Data records
###

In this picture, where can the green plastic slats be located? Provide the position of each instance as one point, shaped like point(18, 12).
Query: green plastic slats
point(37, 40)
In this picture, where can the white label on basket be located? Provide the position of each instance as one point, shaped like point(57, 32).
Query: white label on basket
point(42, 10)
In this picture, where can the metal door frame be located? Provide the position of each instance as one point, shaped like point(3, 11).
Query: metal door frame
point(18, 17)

###

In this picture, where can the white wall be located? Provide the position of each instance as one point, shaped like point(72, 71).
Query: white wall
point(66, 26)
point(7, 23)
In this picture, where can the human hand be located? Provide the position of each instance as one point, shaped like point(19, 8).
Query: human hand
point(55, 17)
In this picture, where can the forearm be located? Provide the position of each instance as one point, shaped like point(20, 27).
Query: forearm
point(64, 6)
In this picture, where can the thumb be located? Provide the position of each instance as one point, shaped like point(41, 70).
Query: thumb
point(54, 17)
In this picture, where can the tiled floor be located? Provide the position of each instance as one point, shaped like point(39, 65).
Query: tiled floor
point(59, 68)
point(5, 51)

###

Problem description
Those lines above that contain the string "where" should be returned.

Reply
In this picture, where can the green plastic slats be located? Provide the position of each instance as one point, shaped like point(18, 12).
In this picture, where can the white label on basket be located? Provide the position of each instance as one point, shaped like point(57, 32).
In this picture, where can the metal door frame be located? Provide the position of each instance as one point, shaped like point(3, 11).
In this picture, where can the white wall be located? Provide the position of each instance as one point, shaped like point(72, 71).
In this picture, where can the human hand be located? Provide the position of each instance as one point, shaped like point(19, 8).
In this picture, where can the forearm be located? Provide the position of each instance as one point, shaped like point(20, 27).
In this picture, where can the thumb be located? Provide the position of each instance as one point, shaped like point(41, 70).
In this picture, where can the tiled floor be located? Provide the position of each instance as one point, shaped like point(39, 65).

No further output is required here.